(AVAILABLE RECORDS):
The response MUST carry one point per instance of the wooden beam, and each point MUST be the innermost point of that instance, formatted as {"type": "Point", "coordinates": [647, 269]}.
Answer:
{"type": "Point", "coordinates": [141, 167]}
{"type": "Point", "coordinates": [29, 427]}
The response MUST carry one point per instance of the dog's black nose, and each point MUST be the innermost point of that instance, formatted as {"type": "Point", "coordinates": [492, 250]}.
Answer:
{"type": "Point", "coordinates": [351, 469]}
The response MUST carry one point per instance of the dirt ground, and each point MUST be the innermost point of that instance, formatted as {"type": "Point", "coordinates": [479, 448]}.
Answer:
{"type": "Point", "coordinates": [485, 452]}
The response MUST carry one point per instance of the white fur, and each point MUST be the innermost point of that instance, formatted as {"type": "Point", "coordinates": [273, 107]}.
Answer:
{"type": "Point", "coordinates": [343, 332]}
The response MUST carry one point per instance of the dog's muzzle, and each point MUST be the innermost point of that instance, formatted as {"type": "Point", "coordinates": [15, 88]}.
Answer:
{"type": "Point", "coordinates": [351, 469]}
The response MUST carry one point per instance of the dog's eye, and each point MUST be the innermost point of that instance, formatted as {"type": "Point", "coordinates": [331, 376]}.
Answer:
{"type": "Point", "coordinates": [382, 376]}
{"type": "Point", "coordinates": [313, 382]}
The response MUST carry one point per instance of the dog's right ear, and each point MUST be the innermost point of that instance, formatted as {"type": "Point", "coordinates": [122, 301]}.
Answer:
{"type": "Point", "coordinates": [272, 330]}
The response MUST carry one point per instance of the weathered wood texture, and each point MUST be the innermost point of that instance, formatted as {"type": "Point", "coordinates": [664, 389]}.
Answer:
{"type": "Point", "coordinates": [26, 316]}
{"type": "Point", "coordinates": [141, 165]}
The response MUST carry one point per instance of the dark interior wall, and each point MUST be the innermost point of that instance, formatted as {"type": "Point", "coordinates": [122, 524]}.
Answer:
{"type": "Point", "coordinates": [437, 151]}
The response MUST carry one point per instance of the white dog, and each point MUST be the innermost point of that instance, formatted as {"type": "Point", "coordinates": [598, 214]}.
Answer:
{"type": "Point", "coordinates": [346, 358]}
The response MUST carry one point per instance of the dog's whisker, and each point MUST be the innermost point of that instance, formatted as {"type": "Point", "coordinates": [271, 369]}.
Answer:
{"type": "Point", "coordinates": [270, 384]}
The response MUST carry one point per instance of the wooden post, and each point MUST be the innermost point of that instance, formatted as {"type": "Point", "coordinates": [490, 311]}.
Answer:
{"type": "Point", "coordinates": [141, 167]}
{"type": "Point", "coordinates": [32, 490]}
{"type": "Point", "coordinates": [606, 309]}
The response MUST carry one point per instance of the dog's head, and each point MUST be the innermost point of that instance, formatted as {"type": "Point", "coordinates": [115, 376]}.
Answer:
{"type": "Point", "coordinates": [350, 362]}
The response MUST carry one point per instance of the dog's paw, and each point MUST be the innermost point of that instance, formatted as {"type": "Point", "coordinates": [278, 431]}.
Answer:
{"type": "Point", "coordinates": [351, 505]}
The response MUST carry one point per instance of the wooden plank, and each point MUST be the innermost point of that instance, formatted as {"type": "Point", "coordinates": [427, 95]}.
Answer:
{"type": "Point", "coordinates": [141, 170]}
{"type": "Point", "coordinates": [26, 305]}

(EXERCISE): Reproduce the records above, swapping every occurrence of "innermost" for "central" and changing nothing else.

(COMPLETED TASK):
The response MUST carry one point per instance of the wooden beam, and each point MUST be the central point of that instance, formatted as {"type": "Point", "coordinates": [647, 269]}.
Answer:
{"type": "Point", "coordinates": [141, 167]}
{"type": "Point", "coordinates": [29, 427]}
The response MUST carry one point per instance of the dog's black nose, and each point MUST be the central point of that instance, formatted as {"type": "Point", "coordinates": [492, 250]}.
Answer:
{"type": "Point", "coordinates": [351, 469]}
The response MUST carry one point per instance of the dirt ground, and each point MUST be the central point of that instance, formatted as {"type": "Point", "coordinates": [479, 448]}.
Answer:
{"type": "Point", "coordinates": [485, 452]}
The response MUST carry one point per instance of the white fur, and each point MUST be the central point of that instance, formatted as {"type": "Point", "coordinates": [273, 107]}.
Answer:
{"type": "Point", "coordinates": [343, 332]}
The response MUST carry one point per instance of the dog's muzzle, and each point MUST be the central point of that instance, formatted as {"type": "Point", "coordinates": [15, 88]}.
Answer:
{"type": "Point", "coordinates": [351, 469]}
The response MUST carry one point per instance of the dog's eye, and each point MUST be the central point of that instance, formatted as {"type": "Point", "coordinates": [331, 376]}.
Answer:
{"type": "Point", "coordinates": [382, 376]}
{"type": "Point", "coordinates": [313, 382]}
The response MUST carry one point per instance of the dog's right ear, and each point MUST be the central point of that instance, formatted as {"type": "Point", "coordinates": [122, 301]}.
Answer:
{"type": "Point", "coordinates": [272, 330]}
The response MUST carry one point per instance of the weathered wood texture, and each point MUST be the central point of that instance, formatted as {"type": "Point", "coordinates": [664, 389]}.
Answer:
{"type": "Point", "coordinates": [26, 316]}
{"type": "Point", "coordinates": [141, 165]}
The response MUST carry one point per instance of the dark interior wall, and each point MUST be the central point of that instance, formatted as {"type": "Point", "coordinates": [122, 524]}.
Answer:
{"type": "Point", "coordinates": [437, 151]}
The response MUST carry one point per instance of the white dog, and each point MUST be the central point of that instance, formatted as {"type": "Point", "coordinates": [598, 214]}.
Answer:
{"type": "Point", "coordinates": [346, 358]}
The response MUST carry one point per instance of the dog's whisker, and each point MUST be the central point of that instance, formatted as {"type": "Point", "coordinates": [271, 369]}.
Answer:
{"type": "Point", "coordinates": [270, 384]}
The response MUST carry one point per instance of the wooden post, and each point MUST be the central point of that instance, formatted as {"type": "Point", "coordinates": [490, 311]}.
Answer:
{"type": "Point", "coordinates": [141, 167]}
{"type": "Point", "coordinates": [32, 490]}
{"type": "Point", "coordinates": [606, 309]}
The response MUST carry one point per instance of the dog's head, and each point MUST be the central point of that instance, formatted as {"type": "Point", "coordinates": [115, 376]}.
Answer:
{"type": "Point", "coordinates": [350, 362]}
The response MUST carry one point per instance of the dog's paw, and each point MUST be the central point of that instance, formatted as {"type": "Point", "coordinates": [278, 431]}.
Answer:
{"type": "Point", "coordinates": [351, 505]}
The response MUST carry one point per instance of the wooden plank, and each point MUST be the central point of that instance, formatted as {"type": "Point", "coordinates": [427, 95]}.
Answer:
{"type": "Point", "coordinates": [141, 170]}
{"type": "Point", "coordinates": [26, 305]}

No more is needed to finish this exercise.